:: Provided passage ::
______________________________

SOCY 327 Blog #3: 1/28-2/3

1. City-States and Urban Empires Era

Mesopotamia

Year Range: 3100 B.C.E. – 539 B.C.E.

Facts: The name Mesopotamia translate as “between rivers” in Greek, as it is between the Euphrates and Tigris Rivers. During the Paleolithic Era, humans first settled in Mesopotamia and people started off living in small settlements. After agriculture began to develop in this area, farming communities began to form and eventually, major cities formed from that. Mesopotamia is considered to be the first civilization and is a region about 300 miles long by 150 miles wide. Mesopotamian culture was first to develop written language, religion, and agriculture. Mesopotamian culture is also known for the invention of glass, the wheel, and the seeder plow, all important to us in modern society today.

Sociological Analysis: Mesopotamia is important in sociology and the development of cities because many factors have played a large role in the development of cities. With it’s beginning in small settlements and eventual development into big cities where language and religion formed, these were important in how we see religion today in society with hundreds of different religions with a wide range of belief systems and higher powers involved. Also, the invention of the wheel was important at this time because it’s an essential invention to us in modern society today as we use it on our transportation.

______________________________

:: Recorded data ::

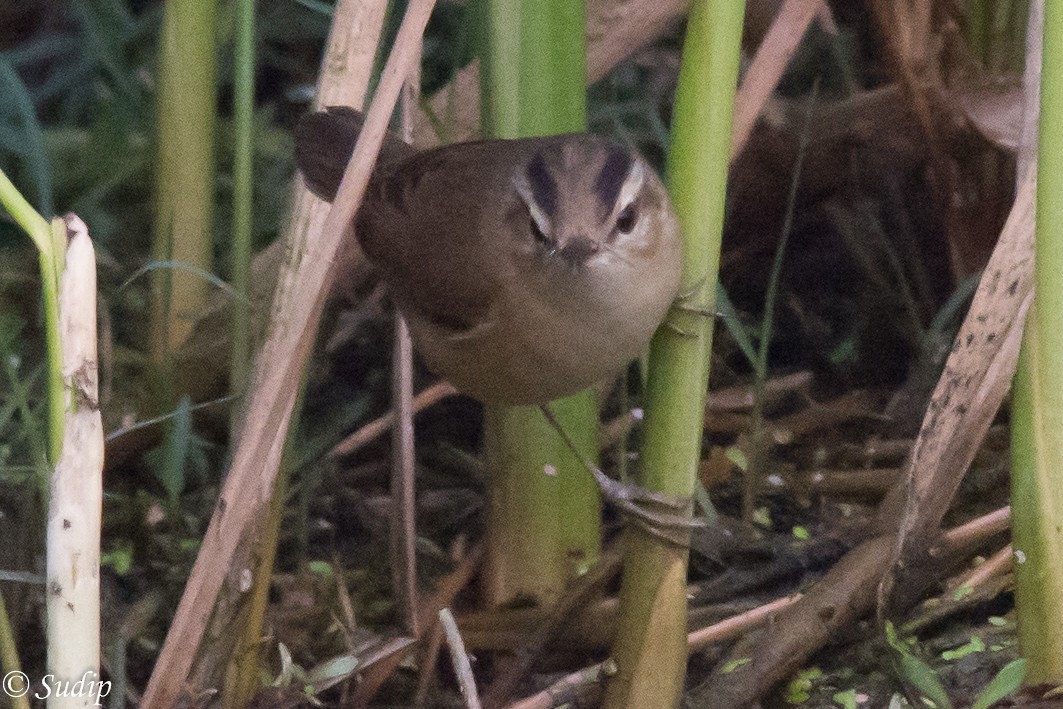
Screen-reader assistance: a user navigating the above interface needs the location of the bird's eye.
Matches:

______________________________

Continue the blog post on Mesopotamia and early cities, starting right after its last sentence. The lines above were drawn from a different source than the text.

:: Answer to this task ::
Sources: https://www.history.com/topics/ancient-middle-east/mesopotamia

http://www.softschools.com/facts/ancient_civilizations/mesopotamia_facts/876/

2. Medieval and Renaissance Era

Year Range: 500 C.E. (Medieval Era) – 15th century (end of Renaissance)

During the Medieval and Renaissance Era, known as The Middle Ages, nation-states and legal codes were established. Centuries before the Renaissance, judicial courts in Europe took from law codes of ancient Rome in order to develop a more complex legal system. Roman law was known “civil law”, meant to regulate commercial trade that began during this era. While Rome had civil law, England had “common law”, where previous court decisions were just as important as law statutes. In terms of religion, most religious practices in Europe involved simply going to church services on Sundays and only on occasion participating in confessions or baptisms. During this era, people wanted a closer relationship with God with no interference from a priest, leading to the movement of popular piety, which influenced individualism during the Renaissance Era and pietism in the Protestant religion.

Sociological Analysis: The Medieval Era showed a time of development in terms of our judicial system. In England, the common law is sometimes still used for court cases and this law system has been built upon since the Medieval and Renaissance Eras. Religion during these eras was important because this is when individuality began to develop. More and more people began to believe that they didn’t need anyone to explain a religion or how to practice it to them and this development has led to how people treat religion today in terms of this individuality.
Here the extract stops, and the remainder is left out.